Problem details
Scan the records for the word "this". Report each line where it occurs.

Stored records
※

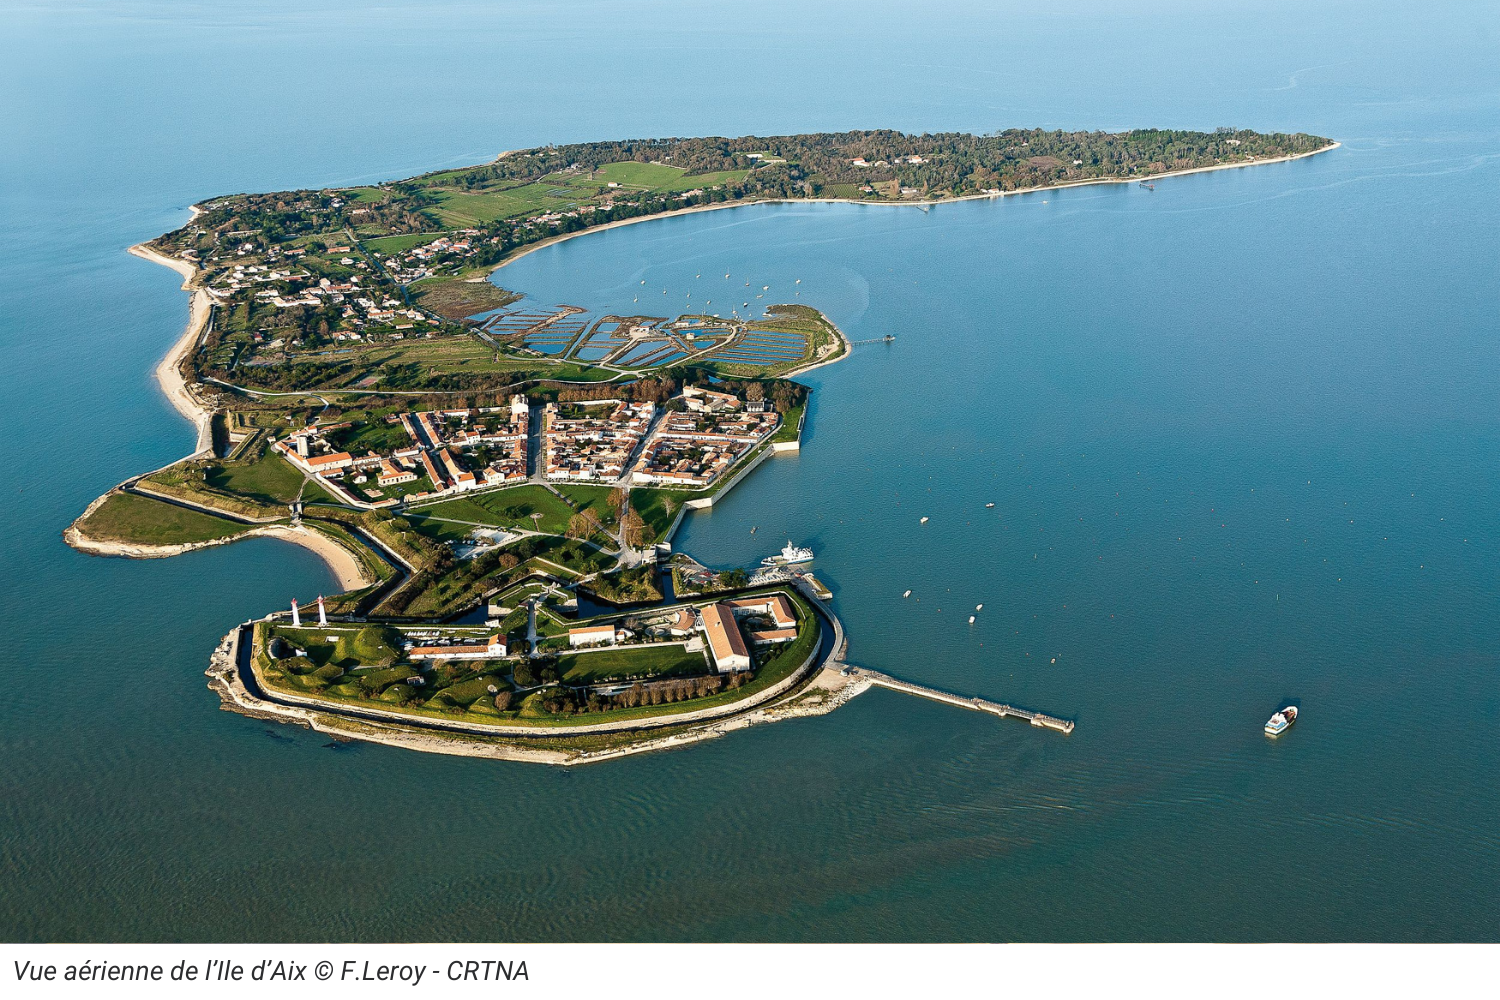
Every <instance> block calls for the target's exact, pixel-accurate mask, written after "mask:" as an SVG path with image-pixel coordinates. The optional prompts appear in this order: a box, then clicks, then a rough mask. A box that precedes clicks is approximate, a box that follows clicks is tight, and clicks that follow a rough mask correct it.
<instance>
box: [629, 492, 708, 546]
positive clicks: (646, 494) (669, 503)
mask: <svg viewBox="0 0 1500 1000" xmlns="http://www.w3.org/2000/svg"><path fill="white" fill-rule="evenodd" d="M693 496H697V493H687V492H682V490H649V489H639V487H637V489H633V490H630V508H631V510H634V511H636V513H637V514H640V517H642V520H645V522H646V528H649V529H651V537H652V540H657V541H660V540H661V535H664V534H666V529H667V528H670V526H672V522H673V520H675V519H676V511H678V510H679V508H681V507H682V501H684V499H690V498H693Z"/></svg>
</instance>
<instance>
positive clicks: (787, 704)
mask: <svg viewBox="0 0 1500 1000" xmlns="http://www.w3.org/2000/svg"><path fill="white" fill-rule="evenodd" d="M249 624H251V622H246V625H249ZM243 627H245V625H236V627H234V630H233V631H229V634H228V636H225V637H223V639H222V640H220V642H219V646H217V648H216V649H214V652H213V655H211V657H210V658H208V669H207V670H205V672H204V673H205V675H207V678H208V687H210V688H211V690H213V691H214V693H216V694H217V696H219V699H220V706H219V708H220V709H223V711H228V712H236V714H240V715H248V717H251V718H258V720H264V721H276V723H291V724H296V726H305V727H308V729H311V730H314V732H318V733H326V735H329V736H333V738H336V739H356V741H362V742H371V744H381V745H386V747H396V748H401V750H416V751H420V753H429V754H443V756H449V757H484V759H490V760H513V762H520V763H546V765H558V766H574V765H585V763H598V762H603V760H616V759H619V757H630V756H634V754H643V753H654V751H658V750H673V748H676V747H687V745H691V744H696V742H700V741H705V739H718V738H720V736H724V735H727V733H730V732H735V730H739V729H748V727H750V726H760V724H765V723H780V721H786V720H790V718H808V717H813V715H826V714H829V712H832V711H835V709H837V708H840V706H841V705H844V703H846V702H849V700H850V699H853V697H856V696H859V694H862V693H864V691H867V690H868V688H870V687H871V685H870V682H868V679H865V678H862V676H849V675H844V673H841V669H840V667H841V666H843V664H841V663H838V661H829V663H828V664H826V666H823V667H822V669H819V670H817V673H814V675H813V678H811V681H808V682H807V684H805V685H802V687H801V688H799V690H796V691H793V693H792V694H790V697H789V700H784V702H775V700H772V702H771V703H765V705H760V706H756V708H753V709H750V711H747V712H744V714H741V715H733V717H729V718H721V720H715V721H705V723H699V724H696V726H691V724H690V729H687V730H685V732H676V733H669V735H666V736H654V738H645V739H636V741H633V742H628V744H624V745H619V747H610V748H607V750H562V748H547V747H529V745H516V744H510V742H504V736H502V735H496V738H492V739H486V738H483V736H478V735H474V733H465V732H453V733H443V735H440V733H435V732H428V730H419V729H414V727H407V726H402V724H401V723H399V721H366V720H360V718H356V717H350V715H341V714H335V712H324V711H318V709H317V708H315V706H311V705H309V706H302V705H285V703H281V702H269V700H266V699H261V697H257V696H255V694H252V693H251V691H249V688H248V687H246V685H245V679H243V678H242V676H240V672H239V666H237V660H239V646H240V636H242V628H243ZM537 739H544V738H537Z"/></svg>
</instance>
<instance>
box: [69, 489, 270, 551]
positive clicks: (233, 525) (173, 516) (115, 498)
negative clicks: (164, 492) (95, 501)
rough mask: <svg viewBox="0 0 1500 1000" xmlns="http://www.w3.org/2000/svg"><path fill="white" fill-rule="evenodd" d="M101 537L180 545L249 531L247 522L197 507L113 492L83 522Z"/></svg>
mask: <svg viewBox="0 0 1500 1000" xmlns="http://www.w3.org/2000/svg"><path fill="white" fill-rule="evenodd" d="M81 528H83V531H84V532H86V534H87V535H89V537H92V538H99V540H101V541H121V543H127V544H136V546H177V544H190V543H199V541H216V540H219V538H229V537H233V535H239V534H240V532H243V531H246V528H245V525H237V523H234V522H233V520H225V519H222V517H214V516H211V514H202V513H198V511H193V510H186V508H181V507H177V505H175V504H166V502H163V501H154V499H147V498H145V496H136V495H135V493H113V495H111V496H110V499H107V501H105V502H104V504H101V505H99V507H96V508H95V511H93V513H92V514H89V517H87V519H86V520H84V523H83V525H81Z"/></svg>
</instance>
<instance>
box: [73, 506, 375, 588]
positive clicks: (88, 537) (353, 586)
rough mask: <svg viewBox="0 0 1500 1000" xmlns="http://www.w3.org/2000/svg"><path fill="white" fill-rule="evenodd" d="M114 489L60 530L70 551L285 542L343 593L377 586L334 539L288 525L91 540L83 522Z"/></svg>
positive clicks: (86, 550)
mask: <svg viewBox="0 0 1500 1000" xmlns="http://www.w3.org/2000/svg"><path fill="white" fill-rule="evenodd" d="M115 492H117V490H108V492H105V493H102V495H101V496H99V498H98V499H95V502H92V504H89V507H87V508H84V513H83V514H80V516H78V517H77V519H75V520H74V523H71V525H69V526H68V528H65V529H63V541H66V543H68V544H69V546H71V547H72V549H77V550H78V552H83V553H84V555H90V556H104V558H117V559H168V558H171V556H180V555H183V553H187V552H196V550H199V549H214V547H217V546H228V544H231V543H236V541H243V540H245V538H276V540H279V541H287V543H291V544H294V546H300V547H303V549H308V550H309V552H312V553H314V555H317V556H318V558H320V559H323V562H324V565H327V567H329V570H330V571H332V573H333V576H335V579H336V580H338V583H339V586H341V588H342V591H341V592H342V594H348V592H351V591H360V589H363V588H366V586H372V585H375V583H378V580H377V579H374V577H371V576H369V574H368V573H366V571H365V565H363V564H362V562H360V561H359V558H357V556H356V555H354V553H353V552H350V550H348V549H345V547H344V546H341V544H339V543H338V541H335V540H333V538H329V537H327V535H321V534H318V532H317V531H314V529H311V528H302V526H291V525H261V526H255V528H248V529H246V531H242V532H239V534H234V535H225V537H223V538H210V540H207V541H181V543H171V544H159V546H153V544H141V543H135V541H113V540H108V538H95V537H92V535H89V534H87V532H86V531H84V529H83V526H81V525H83V522H84V520H87V517H89V514H92V513H93V511H95V510H98V508H99V505H102V504H104V502H105V501H107V499H110V498H111V496H114V495H115Z"/></svg>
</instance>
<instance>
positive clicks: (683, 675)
mask: <svg viewBox="0 0 1500 1000" xmlns="http://www.w3.org/2000/svg"><path fill="white" fill-rule="evenodd" d="M556 667H558V672H559V675H561V676H562V682H564V684H601V682H604V681H627V679H636V678H673V676H690V675H697V673H708V661H706V660H705V658H703V654H702V652H687V651H685V649H684V648H682V646H679V645H661V646H630V648H624V649H600V651H598V652H574V654H567V655H564V657H558V663H556Z"/></svg>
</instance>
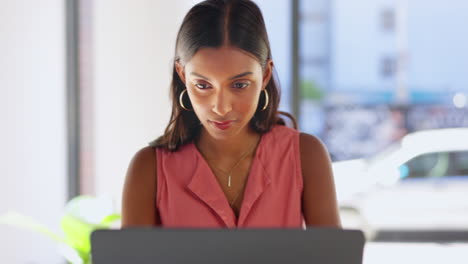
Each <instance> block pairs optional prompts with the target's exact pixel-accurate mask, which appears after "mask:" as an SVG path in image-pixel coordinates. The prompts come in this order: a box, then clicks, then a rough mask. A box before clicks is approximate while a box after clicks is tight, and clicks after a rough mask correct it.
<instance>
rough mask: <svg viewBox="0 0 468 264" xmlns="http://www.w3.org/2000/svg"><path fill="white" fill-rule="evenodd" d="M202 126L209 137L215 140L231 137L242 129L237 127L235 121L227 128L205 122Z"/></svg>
mask: <svg viewBox="0 0 468 264" xmlns="http://www.w3.org/2000/svg"><path fill="white" fill-rule="evenodd" d="M204 128H205V130H206V132H207V133H208V134H209V135H210V136H211V137H213V138H214V139H217V140H226V139H229V138H232V137H233V136H235V135H237V134H239V132H240V130H242V128H241V127H239V123H237V122H235V123H233V124H232V125H231V126H229V127H228V128H224V127H221V128H220V127H217V126H216V125H214V124H213V123H209V122H207V123H206V124H204Z"/></svg>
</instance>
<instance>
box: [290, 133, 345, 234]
mask: <svg viewBox="0 0 468 264" xmlns="http://www.w3.org/2000/svg"><path fill="white" fill-rule="evenodd" d="M299 141H300V143H299V145H300V154H301V168H302V177H303V180H304V189H303V212H304V218H305V220H306V224H307V226H330V227H340V226H341V224H340V218H339V215H338V205H337V201H336V191H335V184H334V180H333V172H332V167H331V160H330V156H329V154H328V151H327V149H326V147H325V145H324V144H323V143H322V141H321V140H320V139H318V138H317V137H314V136H312V135H309V134H305V133H301V134H300V135H299Z"/></svg>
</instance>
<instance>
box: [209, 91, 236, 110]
mask: <svg viewBox="0 0 468 264" xmlns="http://www.w3.org/2000/svg"><path fill="white" fill-rule="evenodd" d="M231 110H232V98H231V95H230V93H229V92H228V91H223V89H220V90H219V91H217V93H216V94H215V95H214V100H213V108H212V111H213V112H214V113H215V114H217V115H219V116H225V115H227V114H228V113H229V112H231Z"/></svg>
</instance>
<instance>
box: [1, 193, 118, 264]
mask: <svg viewBox="0 0 468 264" xmlns="http://www.w3.org/2000/svg"><path fill="white" fill-rule="evenodd" d="M120 219H121V216H120V214H116V213H115V212H114V208H113V204H112V200H111V199H105V198H96V197H92V196H86V195H82V196H77V197H75V198H73V199H72V200H70V201H69V202H68V203H67V204H66V206H65V210H64V214H63V215H62V218H61V221H60V225H61V228H62V231H63V233H64V235H62V236H61V235H58V234H55V233H54V232H52V231H50V230H49V229H48V228H47V227H45V226H43V225H42V224H40V223H38V222H37V221H35V220H34V219H32V218H30V217H28V216H25V215H22V214H20V213H17V212H8V213H6V214H4V215H0V224H6V225H10V226H15V227H19V228H23V229H27V230H32V231H35V232H39V233H41V234H43V235H45V236H47V237H48V238H51V239H52V240H54V241H55V242H57V243H58V247H59V250H60V253H61V254H62V256H63V257H65V259H66V260H67V261H68V262H69V263H72V264H78V263H80V264H90V263H91V260H90V253H91V241H90V238H91V233H92V232H93V231H94V230H96V229H109V228H118V227H119V225H120V223H119V220H120Z"/></svg>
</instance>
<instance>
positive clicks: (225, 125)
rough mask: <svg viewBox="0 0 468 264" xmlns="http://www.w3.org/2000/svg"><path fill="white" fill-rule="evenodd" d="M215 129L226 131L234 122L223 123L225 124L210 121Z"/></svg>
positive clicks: (225, 121)
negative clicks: (220, 129) (223, 130)
mask: <svg viewBox="0 0 468 264" xmlns="http://www.w3.org/2000/svg"><path fill="white" fill-rule="evenodd" d="M210 122H211V123H212V124H213V125H214V126H215V127H217V128H218V129H221V130H226V129H228V128H229V127H230V126H231V124H232V122H234V121H232V120H231V121H223V122H218V121H210Z"/></svg>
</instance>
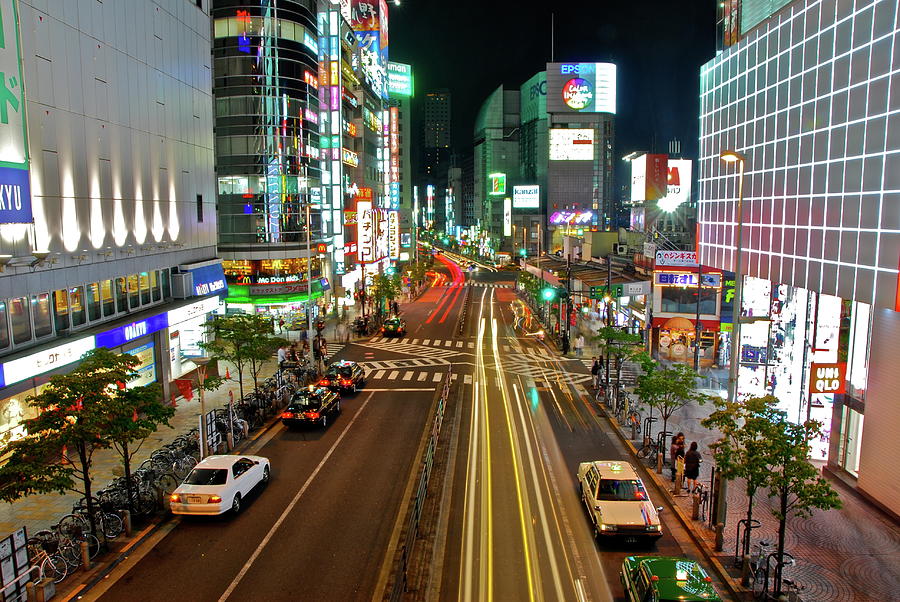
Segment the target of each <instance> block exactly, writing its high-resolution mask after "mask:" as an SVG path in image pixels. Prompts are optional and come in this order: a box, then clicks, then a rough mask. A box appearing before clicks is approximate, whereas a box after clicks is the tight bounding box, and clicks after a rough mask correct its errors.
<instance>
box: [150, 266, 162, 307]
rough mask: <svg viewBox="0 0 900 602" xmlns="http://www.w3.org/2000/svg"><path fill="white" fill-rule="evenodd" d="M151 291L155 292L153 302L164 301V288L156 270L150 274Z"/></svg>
mask: <svg viewBox="0 0 900 602" xmlns="http://www.w3.org/2000/svg"><path fill="white" fill-rule="evenodd" d="M150 289H151V290H152V292H153V300H154V301H160V300H161V299H162V288H161V287H160V286H159V272H157V271H156V270H153V271H152V272H150Z"/></svg>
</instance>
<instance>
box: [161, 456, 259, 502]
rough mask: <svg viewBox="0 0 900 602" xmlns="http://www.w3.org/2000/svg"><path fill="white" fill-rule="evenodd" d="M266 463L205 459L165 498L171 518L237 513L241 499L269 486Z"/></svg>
mask: <svg viewBox="0 0 900 602" xmlns="http://www.w3.org/2000/svg"><path fill="white" fill-rule="evenodd" d="M269 474H270V467H269V459H268V458H263V457H262V456H208V457H206V458H204V459H203V460H201V461H200V462H199V463H198V464H197V465H196V466H194V469H193V470H191V472H190V474H188V476H187V477H186V478H185V479H184V482H182V484H181V485H179V486H178V487H177V488H176V489H175V491H173V492H172V495H171V496H169V509H170V510H171V511H172V514H223V513H225V512H228V511H229V510H231V511H232V512H233V513H234V514H237V513H238V512H240V511H241V505H242V503H243V499H244V498H245V497H247V495H248V494H249V493H250V492H251V491H252V490H253V488H254V487H256V486H257V485H260V484H262V485H263V486H265V485H266V484H267V483H268V482H269Z"/></svg>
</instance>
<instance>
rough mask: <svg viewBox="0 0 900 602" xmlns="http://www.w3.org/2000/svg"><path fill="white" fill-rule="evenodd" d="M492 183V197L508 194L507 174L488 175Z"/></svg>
mask: <svg viewBox="0 0 900 602" xmlns="http://www.w3.org/2000/svg"><path fill="white" fill-rule="evenodd" d="M488 178H489V179H490V181H491V192H490V194H491V195H494V196H500V195H504V194H506V174H505V173H492V174H490V175H488Z"/></svg>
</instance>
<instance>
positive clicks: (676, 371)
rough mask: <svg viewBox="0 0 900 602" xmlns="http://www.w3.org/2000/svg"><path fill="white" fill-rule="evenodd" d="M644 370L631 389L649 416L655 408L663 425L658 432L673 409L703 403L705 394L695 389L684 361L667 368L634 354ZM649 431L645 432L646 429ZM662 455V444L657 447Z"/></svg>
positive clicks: (706, 397) (704, 396)
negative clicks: (638, 360)
mask: <svg viewBox="0 0 900 602" xmlns="http://www.w3.org/2000/svg"><path fill="white" fill-rule="evenodd" d="M637 358H638V359H639V360H640V362H641V365H642V367H643V368H644V373H643V374H641V375H640V376H639V377H638V380H637V387H636V388H635V393H637V395H638V398H639V399H640V400H641V401H643V402H644V403H646V404H647V405H648V406H649V407H650V416H651V417H652V416H653V409H654V408H655V409H657V410H659V413H660V417H661V418H662V421H663V425H662V431H661V432H667V430H668V424H669V419H670V418H671V417H672V414H674V413H675V412H676V411H677V410H680V409H681V408H683V407H685V406H686V405H688V404H691V403H696V404H697V405H703V404H704V403H706V399H707V397H706V395H703V394H702V393H699V392H697V391H696V390H695V388H694V387H695V385H696V379H697V378H698V375H697V373H696V372H694V371H693V370H691V369H690V368H688V367H687V366H685V365H684V364H673V365H672V367H671V368H661V367H660V366H659V363H658V362H656V361H655V360H653V359H652V358H650V356H649V355H648V354H647V353H643V352H642V353H640V354H638V355H637ZM648 435H649V433H648ZM660 452H661V453H662V454H663V458H665V446H663V449H662V450H660Z"/></svg>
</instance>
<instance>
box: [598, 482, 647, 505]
mask: <svg viewBox="0 0 900 602" xmlns="http://www.w3.org/2000/svg"><path fill="white" fill-rule="evenodd" d="M597 499H598V500H605V501H609V502H613V501H619V502H631V501H635V500H640V501H644V500H646V499H647V492H646V491H644V486H643V485H642V484H641V482H640V481H637V480H618V479H601V480H600V486H599V487H598V489H597Z"/></svg>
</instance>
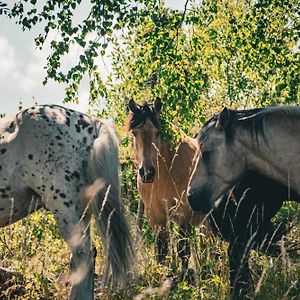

※

Answer section
Every <instance> block calls for the target's exact, pixel-accurate mask, written after "mask:" as an SVG path with image-pixel coordinates. The optional prompts appear in this order: a box, then clicks, then a rough mask. A box that precedes clicks is approximate, a box that follows clicks is tight, and clicks that follow a rough mask correct it.
Each <instance> block pairs optional prompts with the target's exact pixel-accurate mask, which appears after "mask:" as an SVG path in image-pixel coordinates. The prompts come in this order: a box, then clicks, then a rough mask. A box before clicks is approximate while a box after clicks is tight, and clicks after a rough mask correct it.
Segment the target of each <instance> block exactly, writing its high-resolution mask after "mask:" as an SVG path in image pixels. Prompts are optional and come in this order: a box, then clicks, then a rough mask. A box appearing before clicks is approximate, whereas a box after clicks is the tight bounding box, and clicks after a rough mask correct its errors.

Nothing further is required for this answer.